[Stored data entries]

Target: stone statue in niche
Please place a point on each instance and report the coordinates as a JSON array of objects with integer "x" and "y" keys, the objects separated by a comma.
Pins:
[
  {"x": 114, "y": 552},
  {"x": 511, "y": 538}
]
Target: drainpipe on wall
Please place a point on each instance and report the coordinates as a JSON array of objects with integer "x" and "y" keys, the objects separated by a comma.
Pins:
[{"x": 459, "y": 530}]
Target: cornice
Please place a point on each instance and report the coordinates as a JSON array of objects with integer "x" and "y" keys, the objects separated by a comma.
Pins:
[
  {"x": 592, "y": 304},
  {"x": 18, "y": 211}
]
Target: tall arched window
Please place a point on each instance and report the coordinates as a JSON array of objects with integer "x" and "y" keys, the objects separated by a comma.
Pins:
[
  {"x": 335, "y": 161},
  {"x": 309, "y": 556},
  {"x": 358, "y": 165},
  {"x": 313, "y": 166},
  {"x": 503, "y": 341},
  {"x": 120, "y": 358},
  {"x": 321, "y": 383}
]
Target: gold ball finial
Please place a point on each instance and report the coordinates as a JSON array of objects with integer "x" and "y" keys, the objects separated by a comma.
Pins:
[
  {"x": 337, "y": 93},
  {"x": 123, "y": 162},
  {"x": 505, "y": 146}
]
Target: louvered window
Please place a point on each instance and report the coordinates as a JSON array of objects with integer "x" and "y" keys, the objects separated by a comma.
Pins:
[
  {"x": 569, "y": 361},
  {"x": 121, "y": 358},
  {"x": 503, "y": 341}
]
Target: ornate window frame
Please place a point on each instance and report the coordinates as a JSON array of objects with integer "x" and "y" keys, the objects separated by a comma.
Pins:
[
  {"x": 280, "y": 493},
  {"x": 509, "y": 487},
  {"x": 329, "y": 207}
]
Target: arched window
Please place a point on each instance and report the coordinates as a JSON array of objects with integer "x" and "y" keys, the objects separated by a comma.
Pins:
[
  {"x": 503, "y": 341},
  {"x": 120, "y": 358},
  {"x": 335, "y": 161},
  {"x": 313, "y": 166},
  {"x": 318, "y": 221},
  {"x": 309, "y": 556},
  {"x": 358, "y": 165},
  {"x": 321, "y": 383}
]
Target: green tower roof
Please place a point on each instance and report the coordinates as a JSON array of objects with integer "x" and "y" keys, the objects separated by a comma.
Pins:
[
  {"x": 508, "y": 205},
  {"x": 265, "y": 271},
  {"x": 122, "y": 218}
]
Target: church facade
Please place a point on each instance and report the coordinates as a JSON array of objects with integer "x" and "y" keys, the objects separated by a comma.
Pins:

__ASSIGNMENT__
Scan the records above for the lines holding "Target: cornice" and "Target: tall arched window". Transcribe those two and every line between them word for word, and no others.

__SOLVED PROBLEM__
Target: cornice
Please place a point on each instance and report the coordinates as a JSON array of objects with integer "x" and "y" keys, the objects separated by a comma.
Pins:
[
  {"x": 592, "y": 304},
  {"x": 18, "y": 211}
]
Target: tall arched window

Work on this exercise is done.